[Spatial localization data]
::::::::

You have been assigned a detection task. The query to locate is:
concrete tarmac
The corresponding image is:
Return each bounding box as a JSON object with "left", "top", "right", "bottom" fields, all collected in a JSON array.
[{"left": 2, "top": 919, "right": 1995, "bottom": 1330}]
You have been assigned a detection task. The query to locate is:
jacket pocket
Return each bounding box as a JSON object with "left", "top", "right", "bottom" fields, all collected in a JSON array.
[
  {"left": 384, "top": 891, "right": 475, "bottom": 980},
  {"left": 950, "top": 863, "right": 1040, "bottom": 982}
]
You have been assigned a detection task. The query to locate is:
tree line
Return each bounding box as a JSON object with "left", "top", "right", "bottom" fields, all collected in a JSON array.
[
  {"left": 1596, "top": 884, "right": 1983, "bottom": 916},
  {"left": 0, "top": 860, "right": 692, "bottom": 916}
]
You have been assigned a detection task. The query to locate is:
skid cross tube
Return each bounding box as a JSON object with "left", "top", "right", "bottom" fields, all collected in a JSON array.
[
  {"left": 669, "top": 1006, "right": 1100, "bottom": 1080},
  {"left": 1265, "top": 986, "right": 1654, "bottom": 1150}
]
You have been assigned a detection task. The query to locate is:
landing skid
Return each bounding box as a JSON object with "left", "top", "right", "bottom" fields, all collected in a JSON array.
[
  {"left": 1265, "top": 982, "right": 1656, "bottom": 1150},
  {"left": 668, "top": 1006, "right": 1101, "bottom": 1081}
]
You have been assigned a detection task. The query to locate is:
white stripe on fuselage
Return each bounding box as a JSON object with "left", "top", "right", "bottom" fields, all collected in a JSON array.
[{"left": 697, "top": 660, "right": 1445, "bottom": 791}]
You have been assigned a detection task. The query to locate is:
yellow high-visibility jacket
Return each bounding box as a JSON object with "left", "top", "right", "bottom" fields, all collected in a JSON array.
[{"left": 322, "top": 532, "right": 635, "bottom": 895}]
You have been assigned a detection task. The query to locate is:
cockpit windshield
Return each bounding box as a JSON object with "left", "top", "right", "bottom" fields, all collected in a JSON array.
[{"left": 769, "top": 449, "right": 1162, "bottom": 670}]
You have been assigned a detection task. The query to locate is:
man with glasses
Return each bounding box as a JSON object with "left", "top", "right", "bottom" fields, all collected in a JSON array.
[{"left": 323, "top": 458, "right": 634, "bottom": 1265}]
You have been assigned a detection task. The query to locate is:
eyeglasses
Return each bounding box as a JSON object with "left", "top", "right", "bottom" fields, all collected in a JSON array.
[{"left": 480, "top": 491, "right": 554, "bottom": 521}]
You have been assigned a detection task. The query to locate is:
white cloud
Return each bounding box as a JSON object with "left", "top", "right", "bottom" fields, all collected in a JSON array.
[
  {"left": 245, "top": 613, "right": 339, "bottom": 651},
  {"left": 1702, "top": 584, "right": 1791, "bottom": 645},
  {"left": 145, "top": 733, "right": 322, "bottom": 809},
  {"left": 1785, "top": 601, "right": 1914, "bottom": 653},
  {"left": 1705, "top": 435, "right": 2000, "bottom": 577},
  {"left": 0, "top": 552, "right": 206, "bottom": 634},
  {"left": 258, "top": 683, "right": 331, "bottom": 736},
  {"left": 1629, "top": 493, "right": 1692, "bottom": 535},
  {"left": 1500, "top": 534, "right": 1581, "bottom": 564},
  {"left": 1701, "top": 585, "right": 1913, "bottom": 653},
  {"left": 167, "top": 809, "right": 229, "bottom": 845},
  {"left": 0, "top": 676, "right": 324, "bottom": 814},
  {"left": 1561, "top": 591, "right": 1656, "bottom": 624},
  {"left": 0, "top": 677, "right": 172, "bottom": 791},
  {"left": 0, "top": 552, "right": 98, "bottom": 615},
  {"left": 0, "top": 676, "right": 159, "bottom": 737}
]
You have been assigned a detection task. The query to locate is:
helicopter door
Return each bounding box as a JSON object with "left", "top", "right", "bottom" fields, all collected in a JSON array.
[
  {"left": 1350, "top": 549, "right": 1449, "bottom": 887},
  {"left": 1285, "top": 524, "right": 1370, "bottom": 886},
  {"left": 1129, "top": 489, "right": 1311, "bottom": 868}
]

::::::::

Task details
Scan the lines above for "landing skid" and for "cockpit windshield". Repeat exactly the line holding each of them and every line in between.

Task response
landing skid
Return each bounding box as a JSON object with "left", "top", "right", "bottom" fields, all collected in a JSON array.
[
  {"left": 1265, "top": 982, "right": 1656, "bottom": 1150},
  {"left": 668, "top": 1006, "right": 1101, "bottom": 1081}
]
You have been assigned a detection task. The query to locate is:
white stripe on fuselage
Return each bounding box as a JSON object with "left", "top", "right", "bottom" fields, all collected in a JSON array.
[{"left": 697, "top": 660, "right": 1445, "bottom": 791}]
You have been assigned a detection task. The query to locate is:
yellow high-visibility jacket
Return each bounding box as a JSON object with "left", "top", "right", "bottom" fields, all collected in a JSON array.
[{"left": 322, "top": 532, "right": 635, "bottom": 895}]
You have been assigned a detection task. The query to locate is:
cockpit windshield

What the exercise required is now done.